**TASK BRIEF:** Render every entry below as a two-column CSV with the headers "prompt" and "output", one row per entry. Put each field in double quotes, replace any line breaks with spaces, and leave out the pictures.

**RECORDS FOR THE EXERCISE:**
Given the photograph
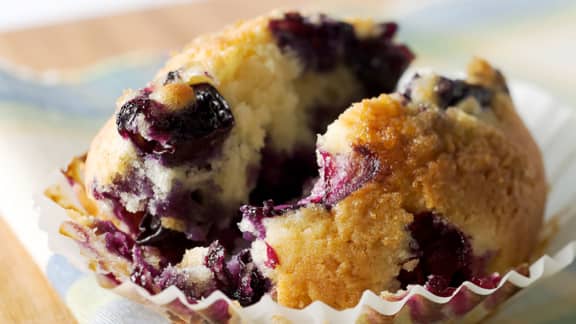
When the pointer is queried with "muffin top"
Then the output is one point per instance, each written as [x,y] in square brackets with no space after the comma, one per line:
[435,185]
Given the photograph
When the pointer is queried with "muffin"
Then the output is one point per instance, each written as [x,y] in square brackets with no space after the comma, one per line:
[230,120]
[436,185]
[212,177]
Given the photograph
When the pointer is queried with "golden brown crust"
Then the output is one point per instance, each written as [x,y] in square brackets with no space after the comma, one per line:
[482,174]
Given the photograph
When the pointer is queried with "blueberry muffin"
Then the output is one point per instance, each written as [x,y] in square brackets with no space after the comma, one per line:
[230,120]
[435,185]
[211,177]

**TASK RESPONSE:**
prompt,output
"Given the photograph When the pointer is queried with ""muffin top"" Then the output is one point per instance, each written as [x,y] in square brackets with no space after the comma, one per line:","[435,185]"
"Given the photograph When the pointer is queried with ""muffin"" Then the output is one point per instance, each written as [x,y] in square brackets with no space after the comma, one per line:","[230,120] [436,185] [212,177]"
"Given the photograph When the pointer is queried with ""golden brown crust"" Then the output is one point per instance, each written as [x,y] in square brackets with no space after the comma, one per line:","[482,174]"
"Given the photograph When the pointer is queried with ""blueberry muffin"" Then the output is one point per instance, each written as [x,y] in square brackets with no space after the comma, one per line:","[230,120] [435,185] [211,177]"